[Start of section]

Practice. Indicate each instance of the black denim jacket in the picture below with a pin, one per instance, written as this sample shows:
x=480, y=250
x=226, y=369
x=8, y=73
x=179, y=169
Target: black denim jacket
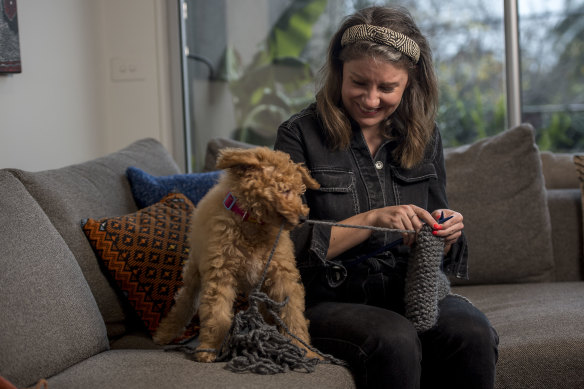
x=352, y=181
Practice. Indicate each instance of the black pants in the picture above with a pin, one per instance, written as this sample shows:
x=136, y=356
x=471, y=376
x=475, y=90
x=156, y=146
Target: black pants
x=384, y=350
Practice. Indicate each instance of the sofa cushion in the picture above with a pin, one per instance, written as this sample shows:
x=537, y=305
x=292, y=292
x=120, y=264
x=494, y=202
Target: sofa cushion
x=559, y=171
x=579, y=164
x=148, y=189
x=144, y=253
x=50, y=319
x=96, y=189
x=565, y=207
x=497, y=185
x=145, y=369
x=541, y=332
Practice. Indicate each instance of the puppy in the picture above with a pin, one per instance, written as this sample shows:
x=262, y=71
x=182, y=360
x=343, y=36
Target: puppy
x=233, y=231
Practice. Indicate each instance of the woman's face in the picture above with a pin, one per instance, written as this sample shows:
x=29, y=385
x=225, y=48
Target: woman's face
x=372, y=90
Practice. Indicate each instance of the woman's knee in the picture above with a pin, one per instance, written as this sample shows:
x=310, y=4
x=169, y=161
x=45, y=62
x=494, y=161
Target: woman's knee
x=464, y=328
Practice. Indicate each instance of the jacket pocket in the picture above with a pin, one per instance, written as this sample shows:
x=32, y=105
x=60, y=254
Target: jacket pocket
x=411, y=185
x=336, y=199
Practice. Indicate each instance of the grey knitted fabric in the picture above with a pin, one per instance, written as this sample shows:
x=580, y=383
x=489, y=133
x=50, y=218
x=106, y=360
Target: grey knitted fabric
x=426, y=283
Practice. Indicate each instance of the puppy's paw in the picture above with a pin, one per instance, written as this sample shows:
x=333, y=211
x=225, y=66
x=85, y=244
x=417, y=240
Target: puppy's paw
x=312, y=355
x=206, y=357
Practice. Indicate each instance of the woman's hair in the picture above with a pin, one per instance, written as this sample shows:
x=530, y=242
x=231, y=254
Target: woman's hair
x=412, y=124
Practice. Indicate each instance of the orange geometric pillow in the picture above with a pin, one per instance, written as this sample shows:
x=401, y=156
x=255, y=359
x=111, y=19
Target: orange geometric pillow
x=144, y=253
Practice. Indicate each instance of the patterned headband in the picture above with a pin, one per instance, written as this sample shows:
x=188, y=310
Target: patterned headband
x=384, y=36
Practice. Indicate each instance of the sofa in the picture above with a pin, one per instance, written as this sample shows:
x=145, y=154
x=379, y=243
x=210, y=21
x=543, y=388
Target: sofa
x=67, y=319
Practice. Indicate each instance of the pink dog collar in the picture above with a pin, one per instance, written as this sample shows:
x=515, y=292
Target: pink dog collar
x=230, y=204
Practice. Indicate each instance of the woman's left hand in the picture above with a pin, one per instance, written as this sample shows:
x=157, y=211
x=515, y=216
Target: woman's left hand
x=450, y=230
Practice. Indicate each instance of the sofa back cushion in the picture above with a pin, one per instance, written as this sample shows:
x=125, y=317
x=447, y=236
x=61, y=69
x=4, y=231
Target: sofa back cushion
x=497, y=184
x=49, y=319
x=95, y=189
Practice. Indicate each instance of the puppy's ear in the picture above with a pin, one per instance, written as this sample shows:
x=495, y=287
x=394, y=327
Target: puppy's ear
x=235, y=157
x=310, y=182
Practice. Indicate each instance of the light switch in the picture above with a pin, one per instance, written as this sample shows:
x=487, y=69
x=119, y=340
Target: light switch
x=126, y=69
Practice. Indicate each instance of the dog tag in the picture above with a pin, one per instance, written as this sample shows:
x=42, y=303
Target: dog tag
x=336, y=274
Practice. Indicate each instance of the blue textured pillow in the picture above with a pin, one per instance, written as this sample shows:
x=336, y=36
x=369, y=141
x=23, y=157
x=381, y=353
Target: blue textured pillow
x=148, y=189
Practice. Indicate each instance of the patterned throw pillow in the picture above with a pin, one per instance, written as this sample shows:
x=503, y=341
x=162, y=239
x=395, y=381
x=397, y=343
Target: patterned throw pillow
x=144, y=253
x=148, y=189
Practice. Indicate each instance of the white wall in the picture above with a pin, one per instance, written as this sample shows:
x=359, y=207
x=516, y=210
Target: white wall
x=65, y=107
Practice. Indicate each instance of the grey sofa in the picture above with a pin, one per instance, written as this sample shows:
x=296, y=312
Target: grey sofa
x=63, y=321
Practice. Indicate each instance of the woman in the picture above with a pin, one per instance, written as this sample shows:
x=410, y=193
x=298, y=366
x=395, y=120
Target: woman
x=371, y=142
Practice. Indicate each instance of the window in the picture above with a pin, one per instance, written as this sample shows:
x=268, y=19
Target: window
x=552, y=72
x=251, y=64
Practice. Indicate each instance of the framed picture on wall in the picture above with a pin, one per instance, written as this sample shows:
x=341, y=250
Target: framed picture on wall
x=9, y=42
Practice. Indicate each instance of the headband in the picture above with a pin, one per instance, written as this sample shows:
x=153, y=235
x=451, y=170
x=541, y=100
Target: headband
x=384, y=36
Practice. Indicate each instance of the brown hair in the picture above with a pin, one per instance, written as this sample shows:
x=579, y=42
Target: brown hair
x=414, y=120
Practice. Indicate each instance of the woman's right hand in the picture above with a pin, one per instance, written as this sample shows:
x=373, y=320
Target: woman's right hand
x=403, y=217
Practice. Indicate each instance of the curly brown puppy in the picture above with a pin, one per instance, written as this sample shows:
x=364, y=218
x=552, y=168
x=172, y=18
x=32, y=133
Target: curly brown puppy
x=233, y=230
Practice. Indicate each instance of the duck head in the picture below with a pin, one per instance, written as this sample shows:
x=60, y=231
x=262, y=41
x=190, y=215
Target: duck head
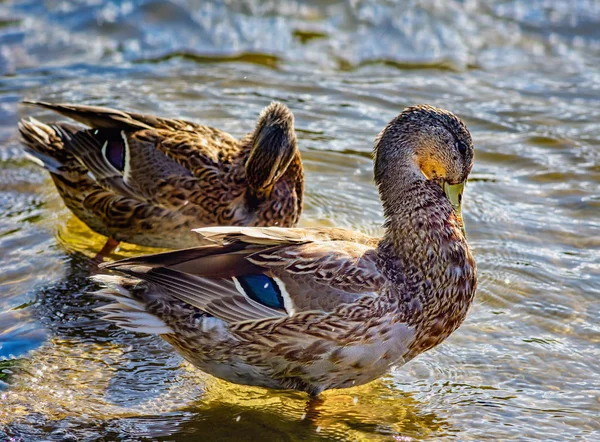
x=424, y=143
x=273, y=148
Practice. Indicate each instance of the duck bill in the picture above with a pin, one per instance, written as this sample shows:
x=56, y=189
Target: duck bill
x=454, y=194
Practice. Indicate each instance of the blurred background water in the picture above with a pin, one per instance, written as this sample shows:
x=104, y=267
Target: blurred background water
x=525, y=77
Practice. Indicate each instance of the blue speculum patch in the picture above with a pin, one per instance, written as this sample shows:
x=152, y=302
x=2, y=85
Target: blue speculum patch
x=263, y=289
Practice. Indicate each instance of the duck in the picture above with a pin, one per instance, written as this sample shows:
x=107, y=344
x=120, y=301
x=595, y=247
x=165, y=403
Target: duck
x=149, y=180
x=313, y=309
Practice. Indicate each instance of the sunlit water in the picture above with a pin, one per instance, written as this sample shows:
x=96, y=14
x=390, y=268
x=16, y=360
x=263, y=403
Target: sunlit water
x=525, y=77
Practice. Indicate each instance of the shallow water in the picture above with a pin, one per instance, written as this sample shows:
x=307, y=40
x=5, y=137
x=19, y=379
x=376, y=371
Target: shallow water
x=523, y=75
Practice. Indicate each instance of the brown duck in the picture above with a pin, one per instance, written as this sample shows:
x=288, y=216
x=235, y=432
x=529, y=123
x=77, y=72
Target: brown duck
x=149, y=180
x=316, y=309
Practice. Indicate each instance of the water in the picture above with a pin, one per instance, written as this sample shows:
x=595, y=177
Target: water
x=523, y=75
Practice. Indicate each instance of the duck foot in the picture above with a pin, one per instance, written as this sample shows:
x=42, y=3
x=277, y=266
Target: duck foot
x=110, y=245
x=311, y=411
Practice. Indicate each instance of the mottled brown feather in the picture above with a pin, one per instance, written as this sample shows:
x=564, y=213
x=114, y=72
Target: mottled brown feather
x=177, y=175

[End of section]

▸ **What you will do**
Wherever "below" appears in a line of the entries, copy that line.

▸ **Response**
Practice. Indicate each instance of the black denim jacket in the picture below with a pin, one per instance, written as this sample shows:
Practice. Indicate each instance of the duck head in the picture below with a pin, one per instance, written as this sample shows:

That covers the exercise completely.